----- Selected passage -----
- HEALTH TRACKER
Not knowing all your issues I would think I counselor or regular Psychiatrist or Psychologist would be ok. You could also see about a nutritionest. Just a thought. You just have to find someone you feel comfortable opening up with.
As for your friend issue, maybe she is insecure. She may not be jealous, she may just not understand and doesn't want to put her foot in her mouth. Do you drop her, I would say no but I would be looking for some new friends in the mean time.
Your post and your profile lack important information in order to effectively offer insight into your concerns. However, if your concerns are generally socially based and you have low self esteem, often a Psychotherapist who specializes in Cognitive Behavior Therapy can be very helpful.
As for your friends issue, (are you very young?), this seems quite immature. You are growing up and maybe your friends are not. It is sad to lose a good friend, but growing up often means shedding layers of our youth in order to grow.
Good luck. Cheer up!
Can you call Dr. Blackstone's office and get a referral to a therapist that specializes in Eating issues?
About the friend -- she may just need some time to adjust to all of the changes you are making.
When we change, the people in our lives usually have alot to re-evaluate -- and whether you mean to or not, you have changed the dynamic of your relationship (probably in a good way, but change is change and it is very stressful to some people).
-----
▶ **Assigned task A**
In the health tracker replies, what kind of therapy can a helpful Psychotherapist specialize in, according to one reply?
▶ **Assigned task B**
Please repeat the health tracker replies word for word, beginning at "As for your friends" and stopping after "to some people).".
----- Provided information -----
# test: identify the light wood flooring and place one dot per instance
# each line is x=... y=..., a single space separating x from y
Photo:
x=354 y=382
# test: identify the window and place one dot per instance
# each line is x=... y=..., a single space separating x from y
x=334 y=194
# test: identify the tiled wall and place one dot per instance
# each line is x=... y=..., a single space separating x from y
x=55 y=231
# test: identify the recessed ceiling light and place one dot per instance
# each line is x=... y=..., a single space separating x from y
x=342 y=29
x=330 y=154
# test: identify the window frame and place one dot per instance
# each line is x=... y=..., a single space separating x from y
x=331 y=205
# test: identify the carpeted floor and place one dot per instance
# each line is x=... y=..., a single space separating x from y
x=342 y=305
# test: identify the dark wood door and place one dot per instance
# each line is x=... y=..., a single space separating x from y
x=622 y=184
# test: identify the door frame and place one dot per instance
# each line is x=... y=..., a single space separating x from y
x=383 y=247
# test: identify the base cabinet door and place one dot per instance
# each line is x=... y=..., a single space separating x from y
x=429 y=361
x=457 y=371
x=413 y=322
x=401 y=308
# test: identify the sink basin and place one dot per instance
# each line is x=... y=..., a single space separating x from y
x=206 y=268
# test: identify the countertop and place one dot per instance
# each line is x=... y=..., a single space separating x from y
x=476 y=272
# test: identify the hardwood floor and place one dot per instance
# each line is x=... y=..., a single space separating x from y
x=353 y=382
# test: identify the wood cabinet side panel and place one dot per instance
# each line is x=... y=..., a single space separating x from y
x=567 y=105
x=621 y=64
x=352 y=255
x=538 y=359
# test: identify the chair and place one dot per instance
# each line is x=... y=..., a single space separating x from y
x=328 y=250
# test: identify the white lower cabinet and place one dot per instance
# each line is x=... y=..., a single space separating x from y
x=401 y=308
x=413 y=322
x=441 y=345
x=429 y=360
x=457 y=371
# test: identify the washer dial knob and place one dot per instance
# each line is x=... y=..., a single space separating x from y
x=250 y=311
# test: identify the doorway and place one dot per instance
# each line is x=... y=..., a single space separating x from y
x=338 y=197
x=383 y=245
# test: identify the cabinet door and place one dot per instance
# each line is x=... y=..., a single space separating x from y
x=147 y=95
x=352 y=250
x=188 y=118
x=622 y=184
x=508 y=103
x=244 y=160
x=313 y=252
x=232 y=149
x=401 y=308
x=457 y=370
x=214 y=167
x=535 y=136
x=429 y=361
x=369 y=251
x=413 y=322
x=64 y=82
-----
▶ **Your solution A**
Cognitive Behavior Therapy.

▶ **Your solution B**
As for your friends issue, (are you very young?), this seems quite immature. You are growing up and maybe your friends are not. It is sad to lose a good friend, but growing up often means shedding layers of our youth in order to grow.
Good luck. Cheer up!
Can you call Dr. Blackstone's office and get a referral to a therapist that specializes in Eating issues?
About the friend -- she may just need some time to adjust to all of the changes you are making.
When we change, the people in our lives usually have alot to re-evaluate -- and whether you mean to or not, you have changed the dynamic of your relationship (probably in a good way, but change is change and it is very stressful to some people).